Over 5,000 people responded. The majority — 72% — were men, despite the fact that the question was directed at married women. Manosphere influencers, including self-proclaimed misogynist and antisemite Andrew Tate, jumped in to use the post as a proof that women use sex to manipulate men, and generally denigrate any woman who turns a man down. Gendered ideas of marriage and sexual drive — that men need sex physically, that women want to “trap” men into marriage — percolate constantly in manosphere and incel circles, and May’s posts sent the internet into a predictable tizzy.
The question of sex within marriage — how often to have it, whether it requires consent, and whether women owe it to their husbands — has been a matter of debate for, arguably, centuries. Marital rape wasn’t outlawed in all 50 states until 1993. The U.S. imported British common law, in which, as 17th century English jurist Matthew Hale put it, a “husband cannot be guilty of a rape” because marriage means that “the wife hath given up herself in this kind to her husband which she cannot retract.” In short, a wife cannot turn down her husband.

Given data:
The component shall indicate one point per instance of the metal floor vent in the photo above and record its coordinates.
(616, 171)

Task requirements: Can you extend the text above on sex and consent within marriage, starting after its final sentence?

Final result:
Marital rape is illegal in the U.S. in the contemporary era, but the presumptions that women owe their husband sex have continued. And undergirding all of these assumptions in many of the discussions is a Christian idea of marriage and sex.
In Christian subreddits, people discuss the idea that, in marriage, the two become one flesh, and the women must submit to their husbands, concluding that this means the woman cannot refuse the man as her body belongs to him. They cite First Corinthians 7:4-5, which says a couple cannot “deprive” the other except by mutual agreement to abstain for prayer, and that the “wife’s body does not belong to her alone but also to her husband.”
It says the same of the husband’s body, though few commenters note this line. But in Judaism, this is in fact the main focus. While both religions agree that sex is a fundamental part of marriage, the emphasis in Judaism is not that the wife owes it to her husband. Instead, it’s that a husband owes it to his wife. Within limits.
The Talmud is very specific on those limits. First of all, there are the menstrual purity laws, which forbid sex during menstruation as well as for seven days after the bleeding has stopped, which means that for about two weeks out of the month, observant couples are forbidden from having sex.
More to the point of the current debate, the Talmud — in the Ketubot tractate, dealing with the laws of marriage — also speaks very explicitly to the realities of life: That people get tired, exhausted and aren’t in the mood for intimacy. Still, it says, there are limits on the excuses. And these relate to exactly how taxing one’s job and daily duties are.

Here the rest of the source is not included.